Set of tasks »
**1.** According to the open letter, in what month and year was the writer's eldest child diagnosed?
**2.** Reproduce word for word the part of the open letter that runs from "That sounds way" up to and including "of being unkind.".

══ Exercise text ══

An open letter to anyone who wants to understand why I feel better prepared for this than most.
Image below of my 3 year old dressed for nursery today in hat, scarf and gloves.
That sounds way more confident than it really is but as I sit here today on the 20th March facing the current world situation I feel oddly prepared- not in a way I would want to be but because I had no choice.
We all want to feel prepared- the picture above is my three year old getting ready this morning I am not sure whether she thinks COVID-19 is going to bring a snowstorm but I have no doubt she was putting on an extra layer as an emotional response to this stuff- this is totally out of character and random. I guess this just sums up the futility of some of our attempts, of panic buying, of being angry at people, of being unkind.
Many of the people reading this will know our families story but for those who don’t my eldest was diagnosed in November 2018 with a rare and aggressive form of Leukaemia and as a family our worlds turned upside down. We tried to cope and manage using the skills, tools and emotional resilience that had always worked and for a short period this worked- we functioned, got on, managed to do everything. I slept in hospitals and got up to get a train to London leaving him alone before his Nannie came to sit with him- I worried constantly- about him, about the other children (2 & 7). I managed 100 things at one convinced that I had to do this in order for us to cope, to be strong, to be enough. We had some time off work and were supported amazingly by our employers but in the main we wanted to be productive and to be in work. Our journey was hard but I saw others with harder so minimised ours and applied the same standards and expectations to myself which I had always had I didn’t alter them to reflect the situation. I see this a lot right now today. I carried on doing this from November 2018 until November 2019 when a year after his diagnosis and six months out of treatment I had a breakdown- a full on noises in my head, probably close to losing my mind, crumpled in a heap, breakdown. I had to take time out from work, from everything, I had to re establish my roles as my professional self, as a mum, as a wife, as a daughter, as a friend. I am not there yet but I am in one of the best places I have probably ever been- I am on medication to manage the level of anxiety in my head and I have had amazing help from a therapist and I have spent time understanding me, how I work and how I ended up this way and I think I get it. I have learnt that if I don’t Look after me I am no use to anyone else and I learnt it through mistakes so I share in case it’s helpful to even one person. This is a mix of professional and personal learning and it’s impossible for me to not intertwine them so sorry ifs it a bit muddled.
I beg anyone who can to stop and for every single thing they do they ask themselves honestly if it’s important- not WAS it important but right now at this point in time is it important in this context. And if it isn’t don’t do it and don’t worry about it- managing the things that are will take all our energy in the coming months. It may become important but just not today right now. Stopping when things are in crisis is incredibly hard but so important. Communication is tested to its limits as are relationships and they need to be strong enough to get through this for the long term not just this week- this applies to professional and personal relationships. Honesty is also really important with yourself and others- ask for help, only offer help if you can.

═══
══ Data provided ══

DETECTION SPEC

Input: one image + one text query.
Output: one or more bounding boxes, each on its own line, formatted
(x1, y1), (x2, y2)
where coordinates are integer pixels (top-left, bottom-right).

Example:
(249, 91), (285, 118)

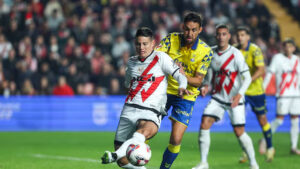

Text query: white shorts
(203, 99), (246, 126)
(115, 105), (162, 142)
(277, 98), (300, 115)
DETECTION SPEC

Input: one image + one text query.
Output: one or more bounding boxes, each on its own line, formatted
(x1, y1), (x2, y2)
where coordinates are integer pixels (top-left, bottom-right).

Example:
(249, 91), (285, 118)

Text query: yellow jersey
(156, 32), (213, 101)
(238, 42), (265, 96)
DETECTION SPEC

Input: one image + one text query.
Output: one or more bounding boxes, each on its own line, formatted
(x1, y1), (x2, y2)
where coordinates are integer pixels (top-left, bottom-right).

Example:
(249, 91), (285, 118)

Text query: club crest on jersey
(138, 67), (144, 72)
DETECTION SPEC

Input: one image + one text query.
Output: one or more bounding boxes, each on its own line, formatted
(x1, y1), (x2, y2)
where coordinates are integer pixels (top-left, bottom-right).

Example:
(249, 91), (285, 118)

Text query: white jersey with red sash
(125, 51), (179, 114)
(269, 53), (300, 97)
(209, 46), (249, 103)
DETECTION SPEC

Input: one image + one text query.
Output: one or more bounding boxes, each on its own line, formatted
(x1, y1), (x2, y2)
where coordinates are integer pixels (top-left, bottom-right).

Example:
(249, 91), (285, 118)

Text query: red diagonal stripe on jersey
(141, 76), (165, 102)
(280, 60), (298, 95)
(215, 54), (234, 93)
(125, 56), (158, 102)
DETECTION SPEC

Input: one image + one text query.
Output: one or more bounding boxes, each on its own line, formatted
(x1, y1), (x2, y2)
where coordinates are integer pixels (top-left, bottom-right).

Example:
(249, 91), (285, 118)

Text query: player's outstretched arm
(186, 73), (204, 87)
(200, 85), (208, 97)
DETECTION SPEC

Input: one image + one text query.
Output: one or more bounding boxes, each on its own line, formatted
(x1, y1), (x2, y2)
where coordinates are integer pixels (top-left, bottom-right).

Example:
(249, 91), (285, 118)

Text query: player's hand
(178, 88), (193, 98)
(176, 62), (185, 75)
(200, 85), (208, 97)
(231, 93), (242, 108)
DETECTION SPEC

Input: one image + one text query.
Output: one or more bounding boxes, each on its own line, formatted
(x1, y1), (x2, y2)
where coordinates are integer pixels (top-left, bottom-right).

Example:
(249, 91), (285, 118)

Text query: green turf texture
(0, 132), (300, 169)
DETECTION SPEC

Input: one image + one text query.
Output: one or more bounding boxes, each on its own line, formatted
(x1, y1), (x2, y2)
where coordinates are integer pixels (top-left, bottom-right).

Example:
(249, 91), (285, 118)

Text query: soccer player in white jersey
(264, 39), (300, 155)
(102, 27), (191, 169)
(193, 24), (259, 169)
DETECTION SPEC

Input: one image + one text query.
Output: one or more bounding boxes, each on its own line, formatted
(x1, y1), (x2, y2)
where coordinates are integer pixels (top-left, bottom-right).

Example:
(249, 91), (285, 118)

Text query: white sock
(121, 163), (146, 169)
(271, 118), (283, 134)
(238, 132), (257, 166)
(291, 118), (299, 149)
(199, 129), (210, 163)
(115, 132), (146, 160)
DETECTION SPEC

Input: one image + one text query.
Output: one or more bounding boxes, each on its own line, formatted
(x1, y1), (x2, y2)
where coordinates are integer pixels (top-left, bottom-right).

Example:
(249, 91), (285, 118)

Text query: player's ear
(199, 26), (203, 33)
(180, 23), (184, 30)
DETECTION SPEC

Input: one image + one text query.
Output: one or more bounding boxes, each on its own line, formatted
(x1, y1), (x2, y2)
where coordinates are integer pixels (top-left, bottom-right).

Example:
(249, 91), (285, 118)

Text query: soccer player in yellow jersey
(156, 12), (213, 169)
(237, 26), (275, 163)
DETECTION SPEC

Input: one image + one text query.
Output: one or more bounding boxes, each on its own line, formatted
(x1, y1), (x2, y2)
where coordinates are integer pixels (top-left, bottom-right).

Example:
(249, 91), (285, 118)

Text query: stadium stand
(0, 0), (298, 96)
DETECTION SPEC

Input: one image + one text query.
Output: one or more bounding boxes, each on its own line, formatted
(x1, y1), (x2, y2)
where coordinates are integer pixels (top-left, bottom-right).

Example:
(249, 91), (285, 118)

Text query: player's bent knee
(233, 126), (245, 137)
(117, 157), (129, 167)
(200, 117), (214, 130)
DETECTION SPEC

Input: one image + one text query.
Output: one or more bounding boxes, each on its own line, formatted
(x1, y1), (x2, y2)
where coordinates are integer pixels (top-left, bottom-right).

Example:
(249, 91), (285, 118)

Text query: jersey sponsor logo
(215, 54), (238, 94)
(126, 56), (165, 102)
(279, 60), (298, 95)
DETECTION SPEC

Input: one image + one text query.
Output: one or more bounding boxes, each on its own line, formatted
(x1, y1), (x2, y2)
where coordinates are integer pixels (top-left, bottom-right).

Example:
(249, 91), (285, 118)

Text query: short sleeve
(253, 47), (265, 66)
(125, 65), (131, 88)
(197, 49), (213, 75)
(235, 50), (249, 73)
(268, 55), (278, 73)
(155, 34), (171, 53)
(159, 52), (179, 76)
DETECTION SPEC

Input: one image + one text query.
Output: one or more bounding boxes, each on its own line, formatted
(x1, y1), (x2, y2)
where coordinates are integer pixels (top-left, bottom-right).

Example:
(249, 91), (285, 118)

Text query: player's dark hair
(236, 26), (250, 35)
(282, 38), (296, 46)
(216, 24), (229, 32)
(135, 27), (154, 39)
(183, 12), (203, 27)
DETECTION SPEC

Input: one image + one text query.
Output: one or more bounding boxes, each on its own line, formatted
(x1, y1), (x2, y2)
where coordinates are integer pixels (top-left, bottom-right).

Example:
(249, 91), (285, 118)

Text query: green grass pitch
(0, 132), (300, 169)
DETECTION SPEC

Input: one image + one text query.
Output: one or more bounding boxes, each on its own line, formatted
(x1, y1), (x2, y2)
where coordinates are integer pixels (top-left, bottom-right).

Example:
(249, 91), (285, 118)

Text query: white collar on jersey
(217, 44), (231, 56)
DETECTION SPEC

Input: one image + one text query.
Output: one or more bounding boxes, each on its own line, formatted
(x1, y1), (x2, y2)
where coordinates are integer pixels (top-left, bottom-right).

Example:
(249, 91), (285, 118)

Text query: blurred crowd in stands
(0, 0), (298, 96)
(277, 0), (300, 24)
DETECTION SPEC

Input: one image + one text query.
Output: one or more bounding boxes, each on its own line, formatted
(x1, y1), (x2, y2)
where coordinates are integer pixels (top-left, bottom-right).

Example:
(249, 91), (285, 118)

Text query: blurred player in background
(236, 26), (275, 163)
(193, 24), (259, 169)
(157, 12), (213, 169)
(264, 39), (300, 155)
(102, 27), (190, 169)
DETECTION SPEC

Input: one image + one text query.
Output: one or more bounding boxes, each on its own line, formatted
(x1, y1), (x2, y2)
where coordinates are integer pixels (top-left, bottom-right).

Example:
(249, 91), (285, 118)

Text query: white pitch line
(32, 154), (100, 163)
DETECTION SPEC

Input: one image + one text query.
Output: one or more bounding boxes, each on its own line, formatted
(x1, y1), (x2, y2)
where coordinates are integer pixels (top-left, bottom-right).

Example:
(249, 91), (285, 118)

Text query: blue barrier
(0, 96), (296, 132)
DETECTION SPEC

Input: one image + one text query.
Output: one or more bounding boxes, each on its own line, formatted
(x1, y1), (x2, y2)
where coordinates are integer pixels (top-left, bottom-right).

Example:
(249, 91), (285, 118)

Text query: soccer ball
(126, 143), (151, 166)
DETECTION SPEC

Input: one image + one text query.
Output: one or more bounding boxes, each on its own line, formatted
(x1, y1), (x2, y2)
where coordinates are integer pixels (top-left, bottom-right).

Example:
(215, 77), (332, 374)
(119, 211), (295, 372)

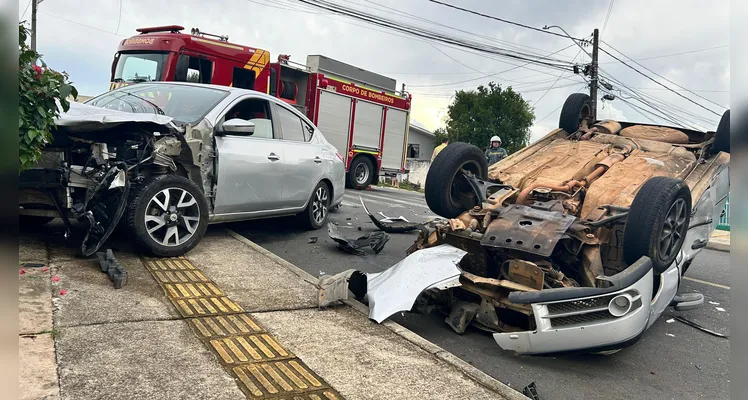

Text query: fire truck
(109, 25), (412, 189)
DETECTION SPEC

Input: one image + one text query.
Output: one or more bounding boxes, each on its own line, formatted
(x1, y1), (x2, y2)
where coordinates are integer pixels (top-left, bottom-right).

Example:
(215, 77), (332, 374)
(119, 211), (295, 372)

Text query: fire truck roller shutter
(281, 80), (299, 101)
(317, 90), (353, 160)
(353, 100), (384, 150)
(382, 108), (408, 170)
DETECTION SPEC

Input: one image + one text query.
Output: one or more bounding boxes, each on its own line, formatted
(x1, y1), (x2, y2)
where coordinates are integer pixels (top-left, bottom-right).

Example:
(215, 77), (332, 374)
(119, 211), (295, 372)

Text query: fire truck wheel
(424, 142), (488, 218)
(348, 156), (374, 190)
(127, 175), (208, 257)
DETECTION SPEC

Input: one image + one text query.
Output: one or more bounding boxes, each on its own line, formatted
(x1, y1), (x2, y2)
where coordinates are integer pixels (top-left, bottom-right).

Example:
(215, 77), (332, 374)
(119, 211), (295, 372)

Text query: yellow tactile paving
(144, 257), (344, 400)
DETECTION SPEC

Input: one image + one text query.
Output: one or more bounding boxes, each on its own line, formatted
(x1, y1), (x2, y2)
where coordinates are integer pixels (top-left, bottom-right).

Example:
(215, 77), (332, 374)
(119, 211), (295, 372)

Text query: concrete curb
(226, 228), (527, 400)
(706, 240), (730, 253)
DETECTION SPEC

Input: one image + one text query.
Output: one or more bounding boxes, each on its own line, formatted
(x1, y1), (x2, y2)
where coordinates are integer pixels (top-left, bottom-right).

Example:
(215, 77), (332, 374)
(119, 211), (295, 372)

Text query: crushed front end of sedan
(19, 95), (212, 257)
(322, 94), (730, 354)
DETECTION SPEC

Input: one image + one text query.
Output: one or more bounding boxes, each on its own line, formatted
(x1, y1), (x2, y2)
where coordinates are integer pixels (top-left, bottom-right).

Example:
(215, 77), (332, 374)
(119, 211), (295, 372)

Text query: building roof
(410, 117), (436, 136)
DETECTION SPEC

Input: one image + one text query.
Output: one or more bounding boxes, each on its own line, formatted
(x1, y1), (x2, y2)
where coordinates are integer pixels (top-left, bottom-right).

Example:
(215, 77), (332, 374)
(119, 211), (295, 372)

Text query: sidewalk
(706, 230), (730, 252)
(19, 225), (525, 400)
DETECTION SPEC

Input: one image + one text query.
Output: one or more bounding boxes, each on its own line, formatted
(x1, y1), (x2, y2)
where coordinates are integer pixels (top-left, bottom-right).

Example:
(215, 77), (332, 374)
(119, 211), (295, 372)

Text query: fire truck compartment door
(353, 100), (384, 150)
(382, 108), (408, 170)
(317, 90), (353, 162)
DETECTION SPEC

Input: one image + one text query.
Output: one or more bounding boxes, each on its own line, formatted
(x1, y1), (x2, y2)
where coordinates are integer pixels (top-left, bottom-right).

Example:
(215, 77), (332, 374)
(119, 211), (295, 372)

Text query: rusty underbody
(408, 121), (729, 333)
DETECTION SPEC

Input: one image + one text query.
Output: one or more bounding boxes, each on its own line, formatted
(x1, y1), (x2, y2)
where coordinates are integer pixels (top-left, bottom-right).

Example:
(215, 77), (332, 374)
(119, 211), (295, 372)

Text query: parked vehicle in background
(19, 82), (345, 256)
(110, 25), (412, 189)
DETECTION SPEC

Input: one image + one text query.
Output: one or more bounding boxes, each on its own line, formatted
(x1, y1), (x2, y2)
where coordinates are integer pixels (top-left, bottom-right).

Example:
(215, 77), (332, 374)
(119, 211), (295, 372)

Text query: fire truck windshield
(113, 52), (168, 82)
(86, 83), (229, 125)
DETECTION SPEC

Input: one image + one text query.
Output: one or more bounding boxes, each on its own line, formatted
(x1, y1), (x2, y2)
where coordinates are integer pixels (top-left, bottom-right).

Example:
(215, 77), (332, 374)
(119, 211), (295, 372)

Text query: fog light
(608, 293), (633, 317)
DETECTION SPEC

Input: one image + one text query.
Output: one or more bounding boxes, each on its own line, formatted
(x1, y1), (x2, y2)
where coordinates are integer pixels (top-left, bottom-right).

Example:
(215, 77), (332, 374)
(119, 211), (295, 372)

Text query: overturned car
(322, 94), (730, 354)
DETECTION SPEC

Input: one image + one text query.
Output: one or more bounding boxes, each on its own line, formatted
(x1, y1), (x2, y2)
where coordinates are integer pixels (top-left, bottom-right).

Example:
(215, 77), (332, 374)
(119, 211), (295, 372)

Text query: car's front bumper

═══

Answers in order »
**1.** November 2018.

**2.**
That sounds way more confident than it really is but as I sit here today on the 20th March facing the current world situation I feel oddly prepared- not in a way I would want to be but because I had no choice.
We all want to feel prepared- the picture above is my three year old getting ready this morning I am not sure whether she thinks COVID-19 is going to bring a snowstorm but I have no doubt she was putting on an extra layer as an emotional response to this stuff- this is totally out of character and random. I guess this just sums up the futility of some of our attempts, of panic buying, of being angry at people, of being unkind.